■ EXTRACT PROVIDED ■
((

Node Parser Usage Pattern#
Node parsers are a simple abstraction that take a list of documents, and chunk them into Node
objects, such that each node is a specific chunk of the parent document. When a document is broken into nodes, all of it’s attributes are inherited to the children nodes (i.e. metadata
, text and metadata templates, etc.). You can read more about Node
and Document
properties here.
Getting Started#
Standalone Usage#
Node parsers can be used on their own:
from llama_index.core import Document
from llama_index.core.node_parser import SentenceSplitter
node_parser = SentenceSplitter(chunk_size=1024, chunk_overlap=20)
nodes = node_parser.get_nodes_from_documents(
[Document(text="long text")], show_progress=False
)
Transformation Usage#
Node parsers can be included in any set of transformations with an ingestion pipeline.
from llama_index.core import SimpleDirectoryReader
from llama_index.core.ingestion import IngestionPipeline
from llama_index.core.node_parser import TokenTextSplitter
documents = SimpleDirectoryReader("./data").load_data()

))

■ AVAILABLE RECORDS ■
((

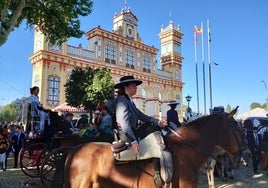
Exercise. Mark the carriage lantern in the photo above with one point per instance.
(188, 99)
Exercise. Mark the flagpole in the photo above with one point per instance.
(209, 65)
(196, 70)
(203, 61)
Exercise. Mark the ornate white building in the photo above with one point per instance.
(124, 53)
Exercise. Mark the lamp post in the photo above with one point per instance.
(265, 86)
(188, 99)
(210, 83)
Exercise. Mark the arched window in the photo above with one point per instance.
(53, 90)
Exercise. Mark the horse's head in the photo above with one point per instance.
(232, 137)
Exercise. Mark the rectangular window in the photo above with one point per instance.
(53, 90)
(110, 53)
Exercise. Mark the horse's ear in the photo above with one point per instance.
(233, 112)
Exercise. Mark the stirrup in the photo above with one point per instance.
(157, 179)
(167, 185)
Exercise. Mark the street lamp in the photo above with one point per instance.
(188, 99)
(265, 86)
(210, 82)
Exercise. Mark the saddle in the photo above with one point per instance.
(148, 150)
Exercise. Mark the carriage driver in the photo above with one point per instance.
(127, 116)
(38, 114)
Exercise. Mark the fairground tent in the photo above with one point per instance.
(256, 112)
(66, 108)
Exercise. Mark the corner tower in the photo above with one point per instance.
(171, 59)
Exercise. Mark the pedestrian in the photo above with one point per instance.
(18, 142)
(4, 143)
(172, 114)
(254, 144)
(38, 114)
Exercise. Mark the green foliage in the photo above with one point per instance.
(228, 108)
(57, 19)
(9, 113)
(88, 88)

))

■ GOALS ■
**1.** Could you carry over everything in the records from the line containing "Exercise. Mark the fairground" down to the end, requests included, with 136 added to every coordinate in the marked points?
**2.** Can you finish out the next part of the node parser page, picking up after its final line?

■ TASK RESPONSES ■
**1.**
Exercise. Mark the fairground tent in the photo above with one point per instance.
(392, 248)
(202, 244)
Exercise. Mark the corner tower in the photo above with one point per instance.
(307, 195)
Exercise. Mark the pedestrian in the photo above with one point per instance.
(154, 278)
(140, 279)
(308, 250)
(390, 280)
(174, 250)
Exercise. Mark the green foliage in the photo above with one point per instance.
(364, 244)
(193, 155)
(145, 249)
(224, 224)

**2.**
pipeline = IngestionPipeline(transformations=[TokenTextSplitter(), ...])
nodes = pipeline.run(documents=documents)
Index Usage#
Or set inside a transformations
or global settings to be used automatically when an index is constructed using .from_documents()
:
from llama_index.core import SimpleDirectoryReader, VectorStoreIndex
from llama_index.core.node_parser import SentenceSplitter
documents = SimpleDirectoryReader("./data").load_data()
# global
from llama_index.core import Settings
Settings.text_splitter = SentenceSplitter(chunk_size=1024, chunk_overlap=20)
# per-index
index = VectorStoreIndex.from_documents(
documents,
transformations=[SentenceSplitter(chunk_size=1024, chunk_overlap=20)],
)